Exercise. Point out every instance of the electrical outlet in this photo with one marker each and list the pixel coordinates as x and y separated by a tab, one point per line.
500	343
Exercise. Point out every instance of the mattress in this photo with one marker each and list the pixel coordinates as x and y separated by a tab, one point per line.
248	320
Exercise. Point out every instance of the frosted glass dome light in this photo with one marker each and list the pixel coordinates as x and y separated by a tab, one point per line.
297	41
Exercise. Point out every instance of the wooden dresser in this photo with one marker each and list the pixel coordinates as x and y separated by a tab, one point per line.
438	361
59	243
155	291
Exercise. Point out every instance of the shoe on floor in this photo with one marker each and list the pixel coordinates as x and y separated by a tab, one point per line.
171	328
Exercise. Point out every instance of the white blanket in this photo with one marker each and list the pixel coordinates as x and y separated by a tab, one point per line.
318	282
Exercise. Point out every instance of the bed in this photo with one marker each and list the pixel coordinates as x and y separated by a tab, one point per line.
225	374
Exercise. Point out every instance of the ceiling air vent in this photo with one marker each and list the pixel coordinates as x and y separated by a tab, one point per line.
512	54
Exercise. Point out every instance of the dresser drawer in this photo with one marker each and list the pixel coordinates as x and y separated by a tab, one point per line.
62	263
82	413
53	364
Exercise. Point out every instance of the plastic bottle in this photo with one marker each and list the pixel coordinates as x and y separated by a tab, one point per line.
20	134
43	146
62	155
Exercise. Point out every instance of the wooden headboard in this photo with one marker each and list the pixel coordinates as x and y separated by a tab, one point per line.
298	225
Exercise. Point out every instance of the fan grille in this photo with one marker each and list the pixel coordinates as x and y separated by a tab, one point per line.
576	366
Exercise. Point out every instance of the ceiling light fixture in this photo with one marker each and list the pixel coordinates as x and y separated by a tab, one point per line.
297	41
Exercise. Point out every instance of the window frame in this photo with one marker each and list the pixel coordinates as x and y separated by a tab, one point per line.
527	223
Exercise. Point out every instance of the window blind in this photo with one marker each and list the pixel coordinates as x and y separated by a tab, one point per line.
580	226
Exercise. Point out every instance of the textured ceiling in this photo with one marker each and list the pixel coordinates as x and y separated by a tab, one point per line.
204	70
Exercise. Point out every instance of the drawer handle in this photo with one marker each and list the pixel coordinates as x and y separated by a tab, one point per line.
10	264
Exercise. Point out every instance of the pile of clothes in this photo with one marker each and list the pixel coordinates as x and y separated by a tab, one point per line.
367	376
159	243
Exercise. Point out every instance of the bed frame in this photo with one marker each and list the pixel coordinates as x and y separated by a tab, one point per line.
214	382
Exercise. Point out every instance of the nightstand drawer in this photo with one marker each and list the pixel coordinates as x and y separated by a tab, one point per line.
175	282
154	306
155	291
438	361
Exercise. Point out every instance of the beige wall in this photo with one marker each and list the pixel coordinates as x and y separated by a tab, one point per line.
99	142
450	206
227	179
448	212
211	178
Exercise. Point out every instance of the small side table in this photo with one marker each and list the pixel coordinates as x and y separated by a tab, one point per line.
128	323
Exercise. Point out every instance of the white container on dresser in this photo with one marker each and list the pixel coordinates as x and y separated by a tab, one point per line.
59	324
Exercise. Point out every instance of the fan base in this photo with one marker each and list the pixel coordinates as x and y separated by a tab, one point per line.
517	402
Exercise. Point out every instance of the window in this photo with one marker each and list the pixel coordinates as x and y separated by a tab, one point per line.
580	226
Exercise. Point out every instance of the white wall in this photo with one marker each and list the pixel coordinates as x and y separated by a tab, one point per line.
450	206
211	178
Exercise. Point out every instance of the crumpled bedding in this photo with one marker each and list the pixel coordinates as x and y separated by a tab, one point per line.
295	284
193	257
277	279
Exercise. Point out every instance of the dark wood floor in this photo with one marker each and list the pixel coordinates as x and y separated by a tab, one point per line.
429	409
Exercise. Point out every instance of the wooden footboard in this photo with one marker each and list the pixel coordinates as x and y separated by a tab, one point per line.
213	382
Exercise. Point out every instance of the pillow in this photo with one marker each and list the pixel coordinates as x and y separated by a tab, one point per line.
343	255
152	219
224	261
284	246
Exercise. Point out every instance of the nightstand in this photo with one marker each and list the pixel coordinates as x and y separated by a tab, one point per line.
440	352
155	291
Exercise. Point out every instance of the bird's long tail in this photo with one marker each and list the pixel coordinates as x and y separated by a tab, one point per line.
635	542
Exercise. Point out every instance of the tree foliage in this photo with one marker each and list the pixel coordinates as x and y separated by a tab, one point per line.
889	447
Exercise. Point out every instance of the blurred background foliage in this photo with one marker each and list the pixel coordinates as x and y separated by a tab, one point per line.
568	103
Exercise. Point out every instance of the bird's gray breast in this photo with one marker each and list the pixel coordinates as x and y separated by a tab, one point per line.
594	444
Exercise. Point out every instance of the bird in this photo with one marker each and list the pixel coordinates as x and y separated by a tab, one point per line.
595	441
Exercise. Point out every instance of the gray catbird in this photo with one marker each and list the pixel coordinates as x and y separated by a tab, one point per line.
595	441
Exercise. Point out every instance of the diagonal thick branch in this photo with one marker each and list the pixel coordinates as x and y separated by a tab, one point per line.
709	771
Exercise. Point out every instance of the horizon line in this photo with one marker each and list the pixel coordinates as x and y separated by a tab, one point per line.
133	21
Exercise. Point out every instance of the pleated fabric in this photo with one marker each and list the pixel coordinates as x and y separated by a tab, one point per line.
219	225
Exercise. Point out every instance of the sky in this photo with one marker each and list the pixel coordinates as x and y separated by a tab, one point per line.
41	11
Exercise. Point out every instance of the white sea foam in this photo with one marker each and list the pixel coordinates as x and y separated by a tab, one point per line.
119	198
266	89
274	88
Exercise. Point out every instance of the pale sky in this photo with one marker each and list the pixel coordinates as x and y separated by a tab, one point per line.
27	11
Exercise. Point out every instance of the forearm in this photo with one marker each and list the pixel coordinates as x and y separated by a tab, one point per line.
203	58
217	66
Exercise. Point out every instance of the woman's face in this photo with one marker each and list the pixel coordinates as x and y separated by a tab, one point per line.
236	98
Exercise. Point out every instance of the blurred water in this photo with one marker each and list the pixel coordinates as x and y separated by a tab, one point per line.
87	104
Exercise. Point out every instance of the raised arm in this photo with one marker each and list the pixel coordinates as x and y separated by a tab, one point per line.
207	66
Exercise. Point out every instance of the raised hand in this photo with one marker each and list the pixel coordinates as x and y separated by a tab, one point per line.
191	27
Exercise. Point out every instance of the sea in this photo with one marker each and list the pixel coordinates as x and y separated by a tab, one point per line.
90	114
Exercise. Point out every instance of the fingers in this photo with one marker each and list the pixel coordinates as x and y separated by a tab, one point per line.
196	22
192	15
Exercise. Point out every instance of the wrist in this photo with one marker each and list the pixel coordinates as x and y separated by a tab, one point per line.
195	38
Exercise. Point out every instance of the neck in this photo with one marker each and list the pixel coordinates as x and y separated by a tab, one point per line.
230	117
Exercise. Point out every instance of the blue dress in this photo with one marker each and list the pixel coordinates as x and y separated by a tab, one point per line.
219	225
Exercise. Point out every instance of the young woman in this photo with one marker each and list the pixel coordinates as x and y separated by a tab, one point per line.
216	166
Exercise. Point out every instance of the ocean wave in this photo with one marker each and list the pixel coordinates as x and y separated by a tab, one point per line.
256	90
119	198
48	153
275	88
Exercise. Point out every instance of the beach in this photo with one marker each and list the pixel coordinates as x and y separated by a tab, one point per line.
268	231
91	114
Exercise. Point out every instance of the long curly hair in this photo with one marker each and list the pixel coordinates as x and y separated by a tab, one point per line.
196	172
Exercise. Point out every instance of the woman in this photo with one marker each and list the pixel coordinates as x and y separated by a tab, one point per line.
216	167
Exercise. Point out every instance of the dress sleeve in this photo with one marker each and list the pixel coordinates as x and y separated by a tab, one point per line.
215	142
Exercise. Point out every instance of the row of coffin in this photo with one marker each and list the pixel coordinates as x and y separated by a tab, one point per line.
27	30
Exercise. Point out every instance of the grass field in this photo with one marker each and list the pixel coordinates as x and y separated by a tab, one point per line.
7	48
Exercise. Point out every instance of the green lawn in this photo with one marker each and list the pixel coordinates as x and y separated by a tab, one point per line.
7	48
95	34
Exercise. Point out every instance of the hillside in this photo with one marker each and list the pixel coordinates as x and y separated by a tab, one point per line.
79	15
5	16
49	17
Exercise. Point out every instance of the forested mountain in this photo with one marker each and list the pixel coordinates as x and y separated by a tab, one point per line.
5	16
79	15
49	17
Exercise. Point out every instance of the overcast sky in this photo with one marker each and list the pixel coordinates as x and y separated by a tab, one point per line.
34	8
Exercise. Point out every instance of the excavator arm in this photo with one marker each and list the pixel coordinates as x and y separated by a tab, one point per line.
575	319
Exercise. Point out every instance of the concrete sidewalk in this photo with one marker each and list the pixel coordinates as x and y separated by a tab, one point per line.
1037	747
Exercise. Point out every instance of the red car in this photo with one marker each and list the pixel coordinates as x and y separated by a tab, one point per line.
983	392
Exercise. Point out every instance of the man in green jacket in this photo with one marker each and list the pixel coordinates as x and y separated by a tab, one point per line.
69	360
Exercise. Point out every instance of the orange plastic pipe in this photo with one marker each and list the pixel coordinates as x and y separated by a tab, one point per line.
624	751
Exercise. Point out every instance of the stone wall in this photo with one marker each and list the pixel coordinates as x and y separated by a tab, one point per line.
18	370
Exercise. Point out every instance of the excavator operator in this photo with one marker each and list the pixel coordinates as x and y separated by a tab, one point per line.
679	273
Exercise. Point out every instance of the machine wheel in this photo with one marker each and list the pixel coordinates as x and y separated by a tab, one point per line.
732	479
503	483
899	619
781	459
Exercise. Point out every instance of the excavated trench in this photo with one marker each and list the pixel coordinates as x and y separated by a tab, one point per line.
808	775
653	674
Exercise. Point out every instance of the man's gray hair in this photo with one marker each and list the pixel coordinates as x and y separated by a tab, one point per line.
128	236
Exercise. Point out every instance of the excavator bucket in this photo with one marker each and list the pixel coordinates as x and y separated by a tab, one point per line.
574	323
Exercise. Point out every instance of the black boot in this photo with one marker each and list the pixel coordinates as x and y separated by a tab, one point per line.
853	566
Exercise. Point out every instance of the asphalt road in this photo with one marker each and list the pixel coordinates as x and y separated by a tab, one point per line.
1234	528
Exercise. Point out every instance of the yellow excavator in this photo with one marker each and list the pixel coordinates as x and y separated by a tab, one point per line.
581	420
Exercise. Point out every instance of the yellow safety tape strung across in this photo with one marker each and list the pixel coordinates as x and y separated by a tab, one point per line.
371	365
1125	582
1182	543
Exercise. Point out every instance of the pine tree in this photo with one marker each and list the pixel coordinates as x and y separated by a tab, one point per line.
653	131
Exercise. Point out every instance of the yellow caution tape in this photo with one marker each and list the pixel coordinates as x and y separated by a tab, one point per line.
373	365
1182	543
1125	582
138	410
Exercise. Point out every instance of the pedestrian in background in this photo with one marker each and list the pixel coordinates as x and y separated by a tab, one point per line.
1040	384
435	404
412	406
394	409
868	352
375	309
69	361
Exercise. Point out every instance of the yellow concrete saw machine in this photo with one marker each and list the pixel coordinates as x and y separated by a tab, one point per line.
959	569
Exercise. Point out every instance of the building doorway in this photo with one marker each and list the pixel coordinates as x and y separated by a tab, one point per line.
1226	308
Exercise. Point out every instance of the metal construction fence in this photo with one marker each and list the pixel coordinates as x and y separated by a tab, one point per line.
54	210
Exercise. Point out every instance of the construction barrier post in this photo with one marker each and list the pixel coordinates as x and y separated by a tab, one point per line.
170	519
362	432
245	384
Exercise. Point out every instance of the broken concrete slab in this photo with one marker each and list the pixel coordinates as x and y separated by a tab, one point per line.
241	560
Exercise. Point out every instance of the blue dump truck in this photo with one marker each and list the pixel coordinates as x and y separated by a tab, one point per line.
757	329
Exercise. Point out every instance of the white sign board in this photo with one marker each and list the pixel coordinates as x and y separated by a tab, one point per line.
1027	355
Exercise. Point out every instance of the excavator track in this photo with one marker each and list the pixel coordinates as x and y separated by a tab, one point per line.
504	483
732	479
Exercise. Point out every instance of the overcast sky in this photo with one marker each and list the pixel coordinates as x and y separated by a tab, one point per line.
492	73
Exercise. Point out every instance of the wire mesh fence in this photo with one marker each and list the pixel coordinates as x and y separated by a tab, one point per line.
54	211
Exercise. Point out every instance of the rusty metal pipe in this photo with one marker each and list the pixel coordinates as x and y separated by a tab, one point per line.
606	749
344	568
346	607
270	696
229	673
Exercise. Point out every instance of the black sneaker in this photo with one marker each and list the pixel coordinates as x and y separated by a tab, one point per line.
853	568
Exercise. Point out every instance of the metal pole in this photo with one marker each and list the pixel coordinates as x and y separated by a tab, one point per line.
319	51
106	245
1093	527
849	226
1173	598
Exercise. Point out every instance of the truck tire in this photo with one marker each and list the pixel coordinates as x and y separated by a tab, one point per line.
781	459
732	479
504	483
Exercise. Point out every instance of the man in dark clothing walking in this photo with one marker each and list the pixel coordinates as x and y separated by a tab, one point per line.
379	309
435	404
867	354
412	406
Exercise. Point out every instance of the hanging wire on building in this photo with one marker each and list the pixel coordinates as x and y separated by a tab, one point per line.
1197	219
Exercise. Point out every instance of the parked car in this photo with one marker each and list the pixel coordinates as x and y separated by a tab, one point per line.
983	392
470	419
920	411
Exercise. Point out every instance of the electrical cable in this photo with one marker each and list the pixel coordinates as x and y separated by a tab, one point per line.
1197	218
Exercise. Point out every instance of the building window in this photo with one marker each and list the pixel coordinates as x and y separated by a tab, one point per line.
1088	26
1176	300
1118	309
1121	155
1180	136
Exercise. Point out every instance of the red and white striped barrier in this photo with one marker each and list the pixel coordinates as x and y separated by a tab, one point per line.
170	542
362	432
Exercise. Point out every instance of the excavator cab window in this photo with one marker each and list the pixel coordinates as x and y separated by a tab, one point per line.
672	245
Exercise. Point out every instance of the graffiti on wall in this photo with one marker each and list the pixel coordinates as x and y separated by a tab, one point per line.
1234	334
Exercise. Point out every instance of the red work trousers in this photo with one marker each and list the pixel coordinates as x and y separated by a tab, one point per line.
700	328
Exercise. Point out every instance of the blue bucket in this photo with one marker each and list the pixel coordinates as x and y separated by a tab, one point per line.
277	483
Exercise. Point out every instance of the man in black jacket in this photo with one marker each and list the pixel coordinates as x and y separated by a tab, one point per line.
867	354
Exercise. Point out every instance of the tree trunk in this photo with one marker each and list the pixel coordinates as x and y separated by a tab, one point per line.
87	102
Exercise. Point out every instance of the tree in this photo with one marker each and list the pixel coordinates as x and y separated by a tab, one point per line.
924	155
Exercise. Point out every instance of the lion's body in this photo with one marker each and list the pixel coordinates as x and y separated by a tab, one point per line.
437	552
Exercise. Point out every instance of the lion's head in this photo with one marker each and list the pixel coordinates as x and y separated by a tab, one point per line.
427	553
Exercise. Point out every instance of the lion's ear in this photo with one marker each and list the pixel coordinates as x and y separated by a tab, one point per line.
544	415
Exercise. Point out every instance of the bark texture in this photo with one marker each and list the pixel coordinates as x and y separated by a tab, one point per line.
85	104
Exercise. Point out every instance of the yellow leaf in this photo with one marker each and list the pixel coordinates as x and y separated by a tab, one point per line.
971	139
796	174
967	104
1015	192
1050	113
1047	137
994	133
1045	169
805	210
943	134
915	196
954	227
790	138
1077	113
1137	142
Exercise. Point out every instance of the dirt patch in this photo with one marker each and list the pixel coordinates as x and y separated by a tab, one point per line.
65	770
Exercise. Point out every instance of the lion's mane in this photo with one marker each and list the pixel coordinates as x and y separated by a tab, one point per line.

========

:: What you are asked to do ::
Output exactly the lines from the one containing "Exercise. Point out every instance of the tree trunk" through the last line of the records, both included. Output nothing else.

:: Solution to the problem ::
Exercise. Point out every instance of the tree trunk in this photo with one marker each and list the pixel coordinates as x and y separated by a tab, one point per line.
87	102
Exercise. Point out every instance of the tree in this photo with one marker each and list the pixel coordinates as x and y separated by a tab, one point per line.
924	155
Exercise. Point out every instance of the lion's body in this photo with one marker each and list the pixel coordinates as x and y separated by a tab, one point per line.
437	552
Exercise. Point out every instance of the lion's head in this photo with one marker each and list the pixel coordinates as x and y separated by a tab, one point per line.
427	553
Exercise. Point out every instance of the lion's ear in this photo with one marker each and list the pixel coordinates as x and y separated by a tab, one point per line.
544	415
Exercise. Point out every instance of the bark texture in this photo with one marker each and list the pixel coordinates as x and y separated by a tab, one point per line.
85	104
Exercise. Point out every instance of the yellow leaf in this photo with one marker each and list the pixel coordinates as x and y separated by a tab, one point per line.
971	139
796	174
967	104
1015	192
1050	113
1047	137
994	133
1045	169
805	210
943	134
915	196
954	227
790	138
1077	113
1137	142
Exercise. Point out every instance of the dirt patch in this photo with one marker each and list the pixel coordinates as x and y separated by a tab, one point per line.
65	770
Exercise. Point out every instance of the lion's mane in this photo with one marker each and list the pixel coordinates as x and y separated by a tab, one point per line.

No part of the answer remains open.